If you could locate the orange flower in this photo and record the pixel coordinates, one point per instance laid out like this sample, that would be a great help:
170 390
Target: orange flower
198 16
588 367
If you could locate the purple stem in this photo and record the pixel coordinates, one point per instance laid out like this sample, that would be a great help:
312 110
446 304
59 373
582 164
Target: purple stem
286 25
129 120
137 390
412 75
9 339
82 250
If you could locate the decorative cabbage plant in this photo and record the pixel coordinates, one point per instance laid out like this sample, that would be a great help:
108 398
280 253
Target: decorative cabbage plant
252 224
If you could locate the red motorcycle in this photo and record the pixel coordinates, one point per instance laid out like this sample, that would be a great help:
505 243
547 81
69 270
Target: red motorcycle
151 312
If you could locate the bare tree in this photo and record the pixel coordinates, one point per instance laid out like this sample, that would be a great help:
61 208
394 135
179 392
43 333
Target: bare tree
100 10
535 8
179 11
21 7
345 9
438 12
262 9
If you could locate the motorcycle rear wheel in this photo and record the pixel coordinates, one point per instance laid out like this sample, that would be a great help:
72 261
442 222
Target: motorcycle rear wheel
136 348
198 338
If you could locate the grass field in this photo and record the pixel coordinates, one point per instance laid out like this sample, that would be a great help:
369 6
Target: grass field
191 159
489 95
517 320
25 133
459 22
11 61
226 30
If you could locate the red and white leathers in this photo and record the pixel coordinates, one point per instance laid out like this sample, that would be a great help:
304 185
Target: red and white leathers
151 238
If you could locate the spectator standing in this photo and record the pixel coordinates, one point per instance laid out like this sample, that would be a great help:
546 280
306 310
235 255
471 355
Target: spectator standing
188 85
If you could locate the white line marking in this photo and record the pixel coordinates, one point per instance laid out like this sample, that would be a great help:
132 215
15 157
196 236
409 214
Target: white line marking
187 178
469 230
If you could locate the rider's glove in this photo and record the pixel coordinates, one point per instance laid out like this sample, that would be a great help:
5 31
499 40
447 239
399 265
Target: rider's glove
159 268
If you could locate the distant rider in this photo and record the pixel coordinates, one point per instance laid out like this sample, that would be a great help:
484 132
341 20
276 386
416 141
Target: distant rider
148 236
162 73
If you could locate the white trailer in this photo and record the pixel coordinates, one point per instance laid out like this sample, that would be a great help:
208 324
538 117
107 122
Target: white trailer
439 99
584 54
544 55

= = = =

## 操作指示
请将上述全部条目重新写出，把其中的“pixel coordinates”一律换成“pixel positions”，其余内容保持不变。

## 练习作答
If you could locate the orange flower in this photo and record the pixel positions, one point per instance laid out like this sample, that would be a great help:
170 390
Target: orange flower
198 16
588 367
If you could locate the purple stem in this photo and record the pixel positions, one point per instance laid out like this sample, that would be a great help:
312 110
446 304
59 373
582 164
Target: purple stem
286 25
129 120
137 390
412 75
9 339
82 250
If you could locate the decorative cabbage plant in this photo and record the pixel positions, one point per instance laid out like this sample, that would be a great help:
108 398
280 253
Target: decorative cabbage plant
252 224
If you could locate the red motorcycle in this photo and record the pixel positions, one point per instance laid out like this sample, that would be a great help:
505 243
547 81
69 270
Target: red motorcycle
151 312
If you could locate the bare tree in this photo and record the pixel positions, one point per instance laid out like this sample, that would be a great help:
61 208
394 135
179 392
43 333
Target: bare tree
100 10
535 8
179 11
21 7
345 9
438 12
262 9
If you could locate the motorcycle rear wheel in this photo and record the pixel positions, one point per instance laid out like this sample, that would be a great help:
72 261
442 222
Target: motorcycle rear wheel
136 348
198 338
If you could locate the grass field in this photo and record the pixel positions, one point per instance laid out like this sample, that would be a great help:
369 6
Target: grass field
191 159
489 95
517 320
25 133
459 22
11 61
226 30
If you could locate the red and white leathers in this photo and record the pixel positions, one point per instance laid out like this sample, that would be a great help:
304 185
Target: red and white leathers
151 238
If you could locate the spectator standing in this photo and record the pixel positions, one point per instance laid out like this sample, that would be a great help:
546 280
306 310
235 255
471 355
Target: spectator standing
188 85
If you could locate the white line marking in this photo and record the pixel positions, one point per instance laid out like this sample, that would be a great help:
132 215
15 157
196 236
409 214
Target: white line marking
187 178
469 230
If you could locate the rider's glove in this photo and record the pixel positions, one point per instance laid out like this sample, that would be a great help:
5 31
499 40
447 239
399 265
Target: rider's glove
159 268
If you could locate the distant rider in this photo and record the pixel positions, one point per instance laid out like this sample, that would be a great help:
484 132
341 20
276 386
416 141
Target: distant rider
148 236
162 73
If you could locate the white trailer in this photo and record the pixel positions, one point per instance laid out like this sample, that would be a great help:
208 324
538 117
107 122
Target: white trailer
439 99
584 54
544 55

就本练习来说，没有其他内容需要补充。